------ TEXTAUSZUG

Verschreibungspolitik am Beispiel von Simvastatin

Simvastatin ist ein Mittel, das den Cholesterinspiegel senkt. Der Effekt ist bei jedem Menschen unterschiedlich stark, aber unbestritten. Zweifelhaft ist eher, ob ein Cholesterinspiegel gesenkt werden muss und wer, wie, welche Richtgrößen ermittelt. Je strenger der Oberwert gehandhabt wird, um so mehr Bevölkerungsanteil ist “krank” und um so mehr fettsenkende Medikamente können umgesetzt werden. Aber stellen wir dieses Problem zurück. Es gibt neuerdings ein ganz anderes Problem mit den Cholesterinsenkern und in diesem Zusammenhang ist das Beispiel Simvastatin nur eines von vielen.
Verschreibungsfähigkeit von Simvastatin ist beschränkt worden.
Bislang wurde die eindeutige Marschroute für uns Hausärzte ausgegeben, dass ein erhöhter Cholesterinwert behandelt werden sollte, je nach Höhe und Bedeutung auch medikamentös. Richtgrößen für einen behandlungsbedürftigen Cholesterinspiegel gab und gibt es viele, hier seien nur einige aufgezählt:
200 + Alter, auf jeden Fall unter 200, höchstens 250, über 300 ist katastrophal und, und, und. Hierbei ist die Trennung von “gutem” und “schlechtem” Cholesterin noch gar nicht berücksichtigt. Alles in allem ist Simvastatin zu einem Rezeptschlager unter den Medikamenten geworden. Seit dem 1.4.09 gibt es neue Verschreibungsrichtlinien, die unter anderem auch das Simvastatin betreffen. Da heißt es frei zusammengefasst:
Simvastatin ist nur noch zu Lasten der Krankenkassen verschreibungsfähig, wenn
1.

------------

AUFGABENSTELLUNG: Kannst du den Text zur Verschreibungspolitik bei Simvastatin vollständig und wortgetreu wiederholen?

------ UNTERSUCHTE DATEN

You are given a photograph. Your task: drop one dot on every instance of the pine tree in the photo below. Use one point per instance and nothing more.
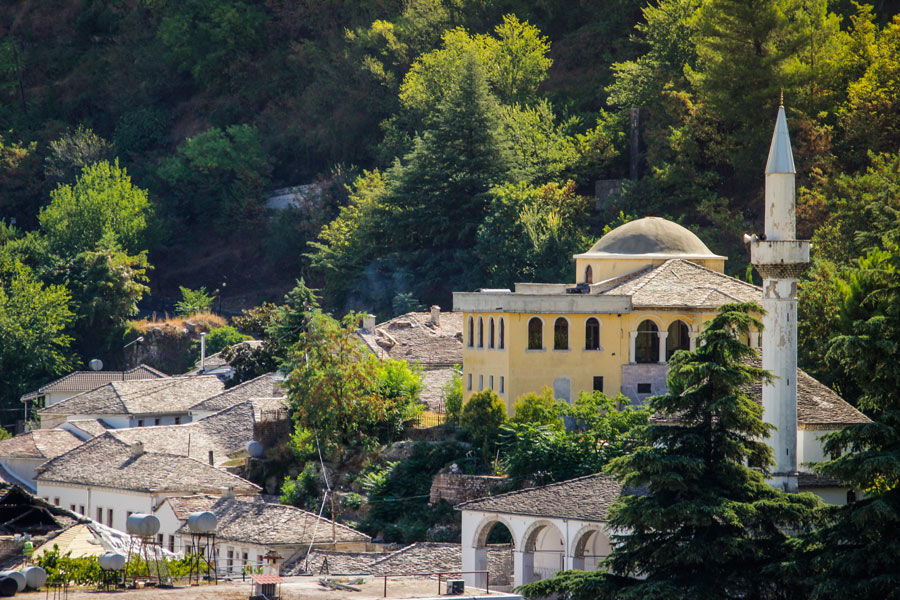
(440, 190)
(704, 525)
(856, 554)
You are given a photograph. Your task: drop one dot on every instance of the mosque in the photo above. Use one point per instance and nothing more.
(644, 291)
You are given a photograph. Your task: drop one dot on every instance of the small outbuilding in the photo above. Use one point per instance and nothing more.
(557, 527)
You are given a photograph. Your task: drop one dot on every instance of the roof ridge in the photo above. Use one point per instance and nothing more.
(531, 489)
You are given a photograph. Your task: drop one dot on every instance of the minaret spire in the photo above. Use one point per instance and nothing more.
(780, 258)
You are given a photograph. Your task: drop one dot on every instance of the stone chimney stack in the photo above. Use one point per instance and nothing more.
(780, 258)
(436, 315)
(137, 449)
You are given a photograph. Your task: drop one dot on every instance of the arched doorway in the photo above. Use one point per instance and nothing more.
(543, 552)
(494, 546)
(591, 547)
(678, 338)
(646, 343)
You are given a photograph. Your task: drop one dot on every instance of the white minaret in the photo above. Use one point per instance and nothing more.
(779, 259)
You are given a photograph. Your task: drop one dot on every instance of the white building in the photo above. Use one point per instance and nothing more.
(107, 479)
(140, 403)
(249, 527)
(556, 527)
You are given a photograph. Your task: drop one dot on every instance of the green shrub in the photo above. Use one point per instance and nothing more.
(220, 338)
(193, 301)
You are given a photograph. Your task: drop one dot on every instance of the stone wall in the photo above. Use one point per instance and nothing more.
(638, 373)
(458, 487)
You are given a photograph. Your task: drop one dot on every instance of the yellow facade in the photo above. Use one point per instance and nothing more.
(631, 358)
(515, 370)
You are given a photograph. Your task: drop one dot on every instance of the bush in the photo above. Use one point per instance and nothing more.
(193, 301)
(221, 337)
(483, 415)
(539, 410)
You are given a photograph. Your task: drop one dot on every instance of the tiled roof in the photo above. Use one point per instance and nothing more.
(585, 498)
(40, 443)
(679, 283)
(147, 397)
(105, 461)
(268, 524)
(224, 433)
(82, 381)
(264, 386)
(818, 406)
(413, 337)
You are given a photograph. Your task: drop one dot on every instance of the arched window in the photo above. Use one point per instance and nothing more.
(561, 334)
(535, 334)
(646, 345)
(491, 333)
(480, 332)
(679, 338)
(592, 334)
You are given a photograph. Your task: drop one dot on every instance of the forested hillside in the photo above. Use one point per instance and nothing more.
(456, 144)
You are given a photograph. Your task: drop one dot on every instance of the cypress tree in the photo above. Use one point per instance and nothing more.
(856, 554)
(698, 522)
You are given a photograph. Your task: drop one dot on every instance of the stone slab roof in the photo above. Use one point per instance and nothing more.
(585, 498)
(268, 524)
(413, 337)
(264, 386)
(91, 427)
(145, 397)
(106, 461)
(679, 283)
(40, 443)
(82, 381)
(224, 433)
(818, 406)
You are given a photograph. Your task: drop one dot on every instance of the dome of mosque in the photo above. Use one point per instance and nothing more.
(651, 235)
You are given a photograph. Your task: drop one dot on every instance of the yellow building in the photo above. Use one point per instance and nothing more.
(643, 291)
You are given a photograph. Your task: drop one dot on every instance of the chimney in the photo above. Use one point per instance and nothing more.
(203, 353)
(436, 315)
(137, 449)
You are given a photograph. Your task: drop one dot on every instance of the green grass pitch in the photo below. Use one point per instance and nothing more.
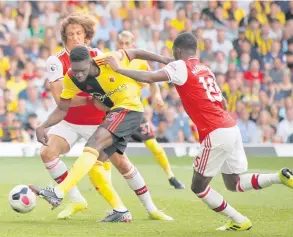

------------

MUSTERLÖSUNG:
Verschreibungspolitik am Beispiel von Simvastatin

Simvastatin ist ein Mittel, das den Cholesterinspiegel senkt. Der Effekt ist bei jedem Menschen unterschiedlich stark, aber unbestritten. Zweifelhaft ist eher, ob ein Cholesterinspiegel gesenkt werden muss und wer, wie, welche Richtgrößen ermittelt. Je strenger der Oberwert gehandhabt wird, um so mehr Bevölkerungsanteil ist “krank” und um so mehr fettsenkende Medikamente können umgesetzt werden. Aber stellen wir dieses Problem zurück. Es gibt neuerdings ein ganz anderes Problem mit den Cholesterinsenkern und in diesem Zusammenhang ist das Beispiel Simvastatin nur eines von vielen.
Verschreibungsfähigkeit von Simvastatin ist beschränkt worden.
Bislang wurde die eindeutige Marschroute für uns Hausärzte ausgegeben, dass ein erhöhter Cholesterinwert behandelt werden sollte, je nach Höhe und Bedeutung auch medikamentös. Richtgrößen für einen behandlungsbedürftigen Cholesterinspiegel gab und gibt es viele, hier seien nur einige aufgezählt:
200 + Alter, auf jeden Fall unter 200, höchstens 250, über 300 ist katastrophal und, und, und. Hierbei ist die Trennung von “gutem” und “schlechtem” Cholesterin noch gar nicht berücksichtigt. Alles in allem ist Simvastatin zu einem Rezeptschlager unter den Medikamenten geworden. Seit dem 1.4.09 gibt es neue Verschreibungsrichtlinien, die unter anderem auch das Simvastatin betreffen. Da heißt es frei zusammengefasst:
Simvastatin ist nur noch zu Lasten der Krankenkassen verschreibungsfähig, wenn
1.